-- Start DOCUMENT SECTION --
The driving unit 7 comprises at least one stand 10 for the transport of the
sheet metal
strip and at least one motorized gear drive 11 which drives corresponding
rolls of the
stand 10 via shafts 28. In the embodiment illustrated in an exemplary manner,
there
are shown two stands, wherein a person skilled in the art understands that the
number
of the stands can be higher or lower, as the need arises. The driving unit 7
arranged
upstream from the depressing/raising unit 8 functions to prevent a backwards
pulling
force before a possible depression/raising and to compensate a change in
length of the
sheet metal strip in the depressing/raising unit 8.
Figs. 6A to 6D show several embodiments of the depressing/raising unit 8 of
Fig. 5.
According to the invention, it is not necessary to provide the
depressing/raising unit 8
since the profiles with varying heights can be produced by using solely the
forming
unit 9. In case the depressing/raising unit 8 according to the invention is
used, it
exhibits certain advantages in connection with the forming unit 9, if deeper
profiles
with varying depths are to be produced and/or if the length of the forming
unit 9 is to
be limited.
-- End DOCUMENT SECTION --
-- Start INFORMATION GIVEN --
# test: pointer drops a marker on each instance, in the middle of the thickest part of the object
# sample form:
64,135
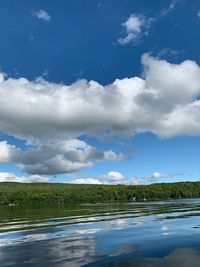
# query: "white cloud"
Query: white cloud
137,181
86,181
43,15
55,157
158,175
114,176
7,152
10,177
165,102
136,26
52,116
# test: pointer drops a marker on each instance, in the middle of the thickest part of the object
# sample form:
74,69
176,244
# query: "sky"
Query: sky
97,91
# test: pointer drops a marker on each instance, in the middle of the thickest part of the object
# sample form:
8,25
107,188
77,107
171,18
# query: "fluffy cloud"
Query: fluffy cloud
111,177
56,157
52,117
40,111
158,175
43,15
114,176
86,181
7,152
10,177
135,26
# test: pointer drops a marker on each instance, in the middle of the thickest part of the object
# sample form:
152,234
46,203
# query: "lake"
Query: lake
160,234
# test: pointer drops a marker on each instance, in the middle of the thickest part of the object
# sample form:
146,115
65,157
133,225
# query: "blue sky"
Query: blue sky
136,122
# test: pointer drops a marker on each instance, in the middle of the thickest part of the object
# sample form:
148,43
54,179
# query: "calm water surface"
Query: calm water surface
149,234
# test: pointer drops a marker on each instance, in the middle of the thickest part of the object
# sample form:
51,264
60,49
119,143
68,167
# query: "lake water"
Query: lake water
147,234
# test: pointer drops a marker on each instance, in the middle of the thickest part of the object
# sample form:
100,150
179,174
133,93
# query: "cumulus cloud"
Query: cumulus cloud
114,176
10,177
7,152
42,14
56,157
111,177
135,27
51,117
158,175
86,181
39,110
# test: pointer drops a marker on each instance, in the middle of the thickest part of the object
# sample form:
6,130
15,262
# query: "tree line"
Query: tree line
12,194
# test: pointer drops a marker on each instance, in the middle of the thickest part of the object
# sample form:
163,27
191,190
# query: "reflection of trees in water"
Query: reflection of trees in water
184,257
69,252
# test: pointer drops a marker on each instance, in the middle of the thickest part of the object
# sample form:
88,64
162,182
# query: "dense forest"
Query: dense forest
57,194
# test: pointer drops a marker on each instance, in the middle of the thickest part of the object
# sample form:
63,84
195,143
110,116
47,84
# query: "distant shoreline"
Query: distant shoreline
18,194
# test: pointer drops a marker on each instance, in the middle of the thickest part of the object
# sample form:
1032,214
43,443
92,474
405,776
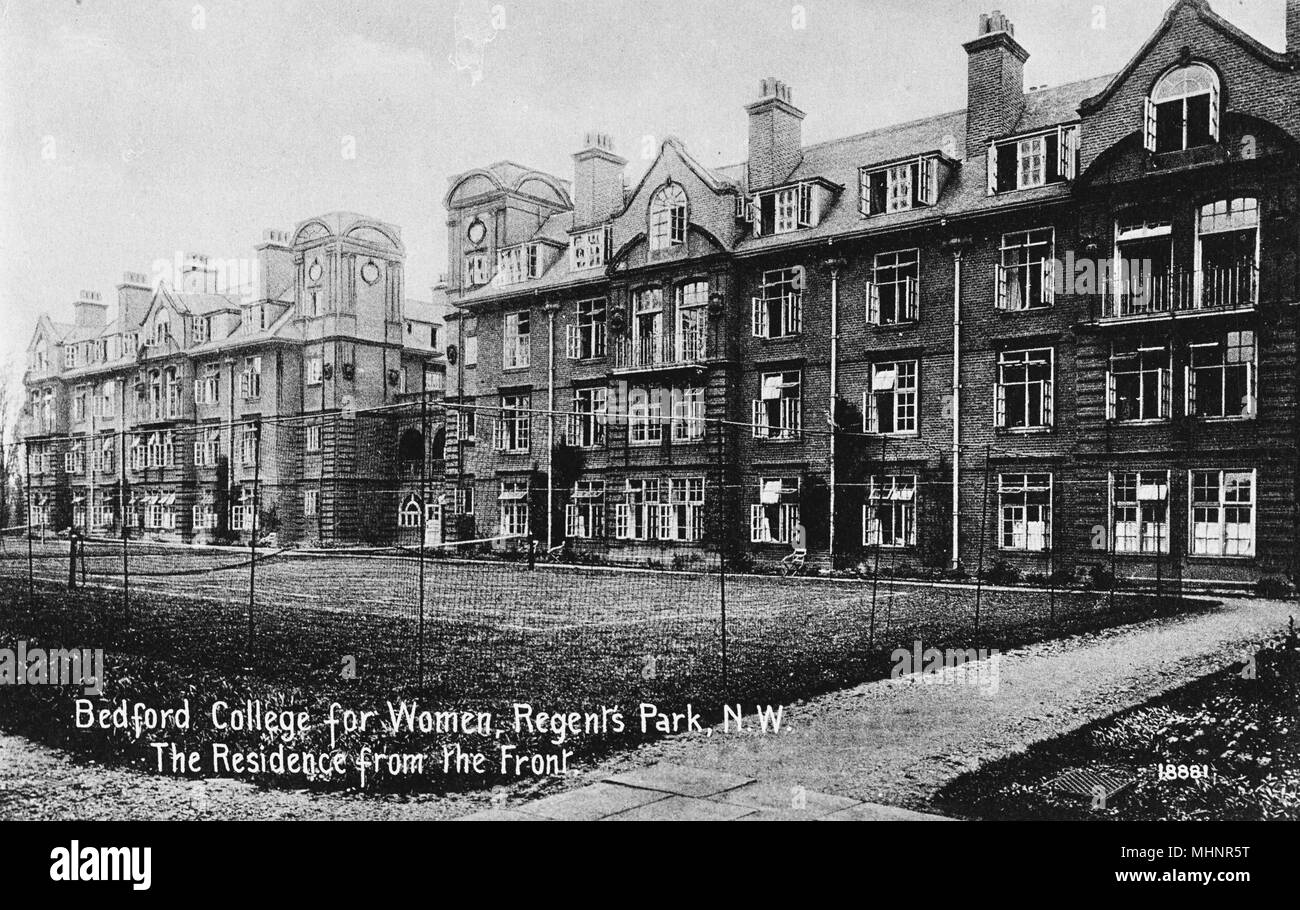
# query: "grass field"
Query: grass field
558,637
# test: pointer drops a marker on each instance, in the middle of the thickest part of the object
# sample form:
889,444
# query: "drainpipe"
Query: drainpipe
835,265
957,395
550,308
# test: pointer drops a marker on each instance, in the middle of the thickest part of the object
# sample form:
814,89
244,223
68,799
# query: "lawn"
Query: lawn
493,633
1242,726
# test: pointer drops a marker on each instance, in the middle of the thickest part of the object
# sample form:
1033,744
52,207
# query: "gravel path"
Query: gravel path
896,742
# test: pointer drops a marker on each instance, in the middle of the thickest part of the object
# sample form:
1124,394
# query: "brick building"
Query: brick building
1056,328
291,368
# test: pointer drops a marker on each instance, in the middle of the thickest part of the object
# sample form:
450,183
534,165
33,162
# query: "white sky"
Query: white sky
129,133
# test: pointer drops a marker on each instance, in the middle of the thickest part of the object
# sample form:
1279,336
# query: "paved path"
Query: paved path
897,742
846,754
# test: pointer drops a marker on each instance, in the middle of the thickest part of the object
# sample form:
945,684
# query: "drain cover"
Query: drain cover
1091,783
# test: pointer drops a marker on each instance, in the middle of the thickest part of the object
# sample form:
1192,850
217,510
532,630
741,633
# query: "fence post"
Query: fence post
875,572
31,562
121,508
983,529
424,514
255,528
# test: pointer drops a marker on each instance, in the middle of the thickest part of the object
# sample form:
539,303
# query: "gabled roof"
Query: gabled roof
1209,17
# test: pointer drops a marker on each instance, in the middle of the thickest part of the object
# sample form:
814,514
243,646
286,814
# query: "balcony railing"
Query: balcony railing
1184,290
689,345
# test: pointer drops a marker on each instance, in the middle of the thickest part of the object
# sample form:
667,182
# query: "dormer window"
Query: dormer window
900,186
590,248
519,263
667,217
787,209
1027,161
1183,109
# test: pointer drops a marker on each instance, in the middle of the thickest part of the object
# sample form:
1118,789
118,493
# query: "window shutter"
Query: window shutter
805,213
1067,151
872,303
870,419
1214,112
792,313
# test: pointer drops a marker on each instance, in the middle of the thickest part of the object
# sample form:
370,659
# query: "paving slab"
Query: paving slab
683,809
594,802
792,798
874,811
680,779
501,815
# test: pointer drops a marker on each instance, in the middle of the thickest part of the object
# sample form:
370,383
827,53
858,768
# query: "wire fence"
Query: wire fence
338,546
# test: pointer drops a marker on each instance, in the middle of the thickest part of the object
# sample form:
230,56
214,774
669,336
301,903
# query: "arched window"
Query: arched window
1183,109
408,515
667,216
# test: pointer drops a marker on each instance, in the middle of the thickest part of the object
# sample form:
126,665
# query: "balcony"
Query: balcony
1183,291
662,350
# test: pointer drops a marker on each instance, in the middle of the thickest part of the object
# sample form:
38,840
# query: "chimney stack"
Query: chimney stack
1294,29
597,181
198,276
133,299
775,135
90,311
995,81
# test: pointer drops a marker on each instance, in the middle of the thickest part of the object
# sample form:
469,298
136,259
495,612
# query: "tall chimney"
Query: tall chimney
597,181
90,311
1294,27
775,135
995,81
133,299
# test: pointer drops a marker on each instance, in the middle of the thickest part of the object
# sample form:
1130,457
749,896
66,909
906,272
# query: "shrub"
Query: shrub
1274,586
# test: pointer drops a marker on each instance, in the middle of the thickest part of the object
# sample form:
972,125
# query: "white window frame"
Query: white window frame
889,271
1195,372
775,386
1139,511
516,339
1221,545
896,493
900,382
778,503
1030,242
1014,510
1025,358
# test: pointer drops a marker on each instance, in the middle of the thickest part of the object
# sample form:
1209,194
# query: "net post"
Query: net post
424,512
875,571
983,531
121,508
255,527
31,562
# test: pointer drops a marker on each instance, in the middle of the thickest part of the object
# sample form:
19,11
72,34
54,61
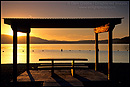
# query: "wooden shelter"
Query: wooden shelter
100,25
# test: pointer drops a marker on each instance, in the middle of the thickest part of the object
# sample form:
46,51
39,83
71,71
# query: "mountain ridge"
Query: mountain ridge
7,39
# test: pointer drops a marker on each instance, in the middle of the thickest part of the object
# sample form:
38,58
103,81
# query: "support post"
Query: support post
15,55
96,51
52,71
110,53
28,40
73,70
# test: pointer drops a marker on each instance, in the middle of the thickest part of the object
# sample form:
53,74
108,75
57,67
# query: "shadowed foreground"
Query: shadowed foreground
88,77
61,77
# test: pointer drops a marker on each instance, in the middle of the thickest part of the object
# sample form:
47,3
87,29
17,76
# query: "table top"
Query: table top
60,59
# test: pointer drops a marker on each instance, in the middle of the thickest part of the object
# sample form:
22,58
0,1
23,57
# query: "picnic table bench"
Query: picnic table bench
60,66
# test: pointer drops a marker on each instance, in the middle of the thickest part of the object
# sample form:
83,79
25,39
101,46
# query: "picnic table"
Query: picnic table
71,66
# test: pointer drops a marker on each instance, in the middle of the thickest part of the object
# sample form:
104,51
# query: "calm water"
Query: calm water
120,52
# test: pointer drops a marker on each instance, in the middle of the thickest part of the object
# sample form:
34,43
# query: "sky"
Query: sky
66,9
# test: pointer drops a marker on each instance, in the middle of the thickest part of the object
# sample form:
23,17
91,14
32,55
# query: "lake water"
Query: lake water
120,52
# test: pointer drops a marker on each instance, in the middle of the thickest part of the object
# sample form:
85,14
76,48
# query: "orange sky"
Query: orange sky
37,9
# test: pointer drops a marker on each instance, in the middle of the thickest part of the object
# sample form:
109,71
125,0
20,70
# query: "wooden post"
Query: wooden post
110,54
52,71
14,55
73,70
28,40
96,51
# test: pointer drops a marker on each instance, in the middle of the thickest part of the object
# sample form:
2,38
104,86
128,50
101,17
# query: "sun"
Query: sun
18,33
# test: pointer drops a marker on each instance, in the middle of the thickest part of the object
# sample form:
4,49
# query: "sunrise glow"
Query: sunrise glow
18,33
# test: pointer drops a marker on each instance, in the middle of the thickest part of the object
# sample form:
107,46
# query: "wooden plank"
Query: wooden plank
76,64
47,59
60,68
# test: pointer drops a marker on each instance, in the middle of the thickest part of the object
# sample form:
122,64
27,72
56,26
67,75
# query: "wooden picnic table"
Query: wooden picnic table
72,67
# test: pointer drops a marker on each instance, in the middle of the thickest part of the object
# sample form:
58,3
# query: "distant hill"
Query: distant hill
7,39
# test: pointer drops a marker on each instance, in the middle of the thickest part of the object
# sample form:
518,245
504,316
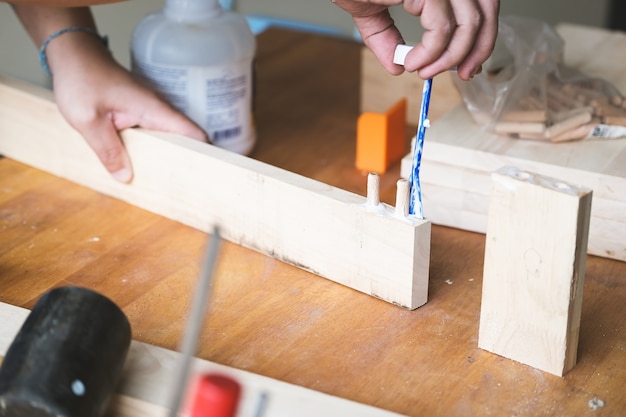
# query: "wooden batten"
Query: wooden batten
459,158
534,269
309,224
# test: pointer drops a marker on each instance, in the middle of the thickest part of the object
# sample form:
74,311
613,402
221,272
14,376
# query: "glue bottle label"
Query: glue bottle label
218,98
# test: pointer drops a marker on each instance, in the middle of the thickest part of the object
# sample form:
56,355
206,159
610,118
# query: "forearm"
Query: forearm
70,51
42,21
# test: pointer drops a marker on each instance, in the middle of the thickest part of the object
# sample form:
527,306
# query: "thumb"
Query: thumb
381,36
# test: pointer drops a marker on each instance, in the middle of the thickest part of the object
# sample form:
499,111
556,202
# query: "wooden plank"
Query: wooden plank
146,383
306,223
458,196
458,155
457,146
534,269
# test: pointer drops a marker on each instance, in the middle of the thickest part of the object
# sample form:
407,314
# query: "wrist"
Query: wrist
68,37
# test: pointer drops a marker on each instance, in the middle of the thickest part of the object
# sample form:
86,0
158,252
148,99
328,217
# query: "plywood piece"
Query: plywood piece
534,269
146,380
317,227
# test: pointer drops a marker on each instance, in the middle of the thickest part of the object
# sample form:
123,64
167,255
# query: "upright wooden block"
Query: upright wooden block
534,269
381,138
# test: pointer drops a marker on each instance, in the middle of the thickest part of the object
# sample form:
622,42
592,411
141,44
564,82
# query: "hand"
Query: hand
99,98
94,93
458,33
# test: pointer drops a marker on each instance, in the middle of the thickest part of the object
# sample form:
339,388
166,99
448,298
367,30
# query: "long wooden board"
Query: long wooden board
146,383
325,230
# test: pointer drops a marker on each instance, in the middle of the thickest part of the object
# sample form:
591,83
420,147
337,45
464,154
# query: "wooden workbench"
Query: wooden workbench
274,319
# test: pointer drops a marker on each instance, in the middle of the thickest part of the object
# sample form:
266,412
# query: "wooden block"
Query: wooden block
146,383
381,138
534,269
459,157
306,223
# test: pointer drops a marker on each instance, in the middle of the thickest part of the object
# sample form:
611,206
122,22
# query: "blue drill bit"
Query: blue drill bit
415,198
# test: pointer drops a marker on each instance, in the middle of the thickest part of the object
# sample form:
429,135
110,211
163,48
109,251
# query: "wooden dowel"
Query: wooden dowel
373,189
402,198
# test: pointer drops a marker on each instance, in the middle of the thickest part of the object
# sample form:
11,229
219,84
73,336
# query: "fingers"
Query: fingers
381,36
459,33
377,29
158,115
104,139
485,40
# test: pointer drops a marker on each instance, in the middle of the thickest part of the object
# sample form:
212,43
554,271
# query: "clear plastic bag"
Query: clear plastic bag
526,91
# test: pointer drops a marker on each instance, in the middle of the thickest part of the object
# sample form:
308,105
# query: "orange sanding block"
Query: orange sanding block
381,138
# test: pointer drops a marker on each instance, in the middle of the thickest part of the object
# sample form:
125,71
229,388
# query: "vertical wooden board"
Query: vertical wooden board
534,269
304,222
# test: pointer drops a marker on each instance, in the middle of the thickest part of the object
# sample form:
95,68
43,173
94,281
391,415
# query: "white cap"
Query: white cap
195,9
400,54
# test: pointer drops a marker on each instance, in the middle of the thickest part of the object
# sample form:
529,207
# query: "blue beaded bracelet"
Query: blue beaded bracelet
43,60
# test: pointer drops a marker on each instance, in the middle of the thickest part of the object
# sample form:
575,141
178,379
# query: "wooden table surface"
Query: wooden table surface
274,319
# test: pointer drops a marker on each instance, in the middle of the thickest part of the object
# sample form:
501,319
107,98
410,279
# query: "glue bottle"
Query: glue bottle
199,57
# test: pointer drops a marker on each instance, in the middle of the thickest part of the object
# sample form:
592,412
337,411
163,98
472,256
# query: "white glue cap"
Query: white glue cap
400,53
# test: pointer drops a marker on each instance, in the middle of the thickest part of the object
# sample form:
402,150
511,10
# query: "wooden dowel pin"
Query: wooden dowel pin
402,198
373,189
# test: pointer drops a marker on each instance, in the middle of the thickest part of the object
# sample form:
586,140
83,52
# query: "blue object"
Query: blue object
415,196
259,23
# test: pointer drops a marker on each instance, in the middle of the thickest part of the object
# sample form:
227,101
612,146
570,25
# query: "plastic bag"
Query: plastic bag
525,90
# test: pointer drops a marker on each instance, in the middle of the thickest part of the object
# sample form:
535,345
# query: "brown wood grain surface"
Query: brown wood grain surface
274,319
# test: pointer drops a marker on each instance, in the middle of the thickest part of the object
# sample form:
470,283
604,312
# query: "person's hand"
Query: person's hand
458,33
99,98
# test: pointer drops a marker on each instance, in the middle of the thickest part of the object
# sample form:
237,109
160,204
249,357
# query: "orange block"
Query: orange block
381,138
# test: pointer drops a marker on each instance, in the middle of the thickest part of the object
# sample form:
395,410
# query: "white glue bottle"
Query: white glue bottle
199,57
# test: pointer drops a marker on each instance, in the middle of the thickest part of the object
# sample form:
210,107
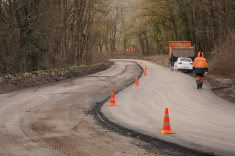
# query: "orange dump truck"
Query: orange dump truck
181,49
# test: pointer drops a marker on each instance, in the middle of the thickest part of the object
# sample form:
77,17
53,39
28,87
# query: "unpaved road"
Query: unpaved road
200,119
53,120
58,119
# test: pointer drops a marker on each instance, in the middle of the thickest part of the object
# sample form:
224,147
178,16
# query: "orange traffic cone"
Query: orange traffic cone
166,129
145,72
112,99
136,81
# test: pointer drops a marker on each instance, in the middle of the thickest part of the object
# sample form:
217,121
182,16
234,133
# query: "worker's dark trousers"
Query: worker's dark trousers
199,79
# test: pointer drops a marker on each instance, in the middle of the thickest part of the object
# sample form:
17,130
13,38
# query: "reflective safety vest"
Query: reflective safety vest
200,64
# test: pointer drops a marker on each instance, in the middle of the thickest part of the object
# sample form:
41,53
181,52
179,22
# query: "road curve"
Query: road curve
200,119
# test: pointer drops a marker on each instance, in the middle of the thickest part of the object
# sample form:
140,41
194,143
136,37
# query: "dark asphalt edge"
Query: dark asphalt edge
165,147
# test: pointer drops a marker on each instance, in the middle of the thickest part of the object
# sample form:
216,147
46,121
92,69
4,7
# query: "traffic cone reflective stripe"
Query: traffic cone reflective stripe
166,128
112,99
136,81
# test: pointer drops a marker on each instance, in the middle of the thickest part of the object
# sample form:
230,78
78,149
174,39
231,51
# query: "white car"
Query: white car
184,63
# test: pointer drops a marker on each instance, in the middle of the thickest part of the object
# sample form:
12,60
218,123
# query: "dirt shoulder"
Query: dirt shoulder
221,86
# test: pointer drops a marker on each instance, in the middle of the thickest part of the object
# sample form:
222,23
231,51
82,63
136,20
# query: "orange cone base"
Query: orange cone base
112,104
166,132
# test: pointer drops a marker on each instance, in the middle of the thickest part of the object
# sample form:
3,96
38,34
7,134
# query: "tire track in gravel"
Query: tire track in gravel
63,126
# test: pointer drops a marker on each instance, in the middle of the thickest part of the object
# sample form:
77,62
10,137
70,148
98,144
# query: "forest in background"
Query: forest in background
39,34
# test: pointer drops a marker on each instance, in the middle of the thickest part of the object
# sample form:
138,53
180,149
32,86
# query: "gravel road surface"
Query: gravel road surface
-- End INFORMATION GIVEN --
__WRITTEN REQUEST 1__
Rewrite the sheet metal forming passage from "According to the invention, it" to "be limited.", changing "profiles" to "sections" throughout.
__WRITTEN REQUEST 2__
Copy out each line of the rows that includes the word "dump".

__EXERCISE SOLUTION 1__
According to the invention, it is not necessary to provide the
depressing/raising unit 8
since the sections with varying heights can be produced by using solely the
forming
unit 9. In case the depressing/raising unit 8 according to the invention is
used, it
exhibits certain advantages in connection with the forming unit 9, if deeper
sections
with varying depths are to be produced and/or if the length of the forming
unit 9 is to
be limited.

__EXERCISE SOLUTION 2__
# query: "orange dump truck"
Query: orange dump truck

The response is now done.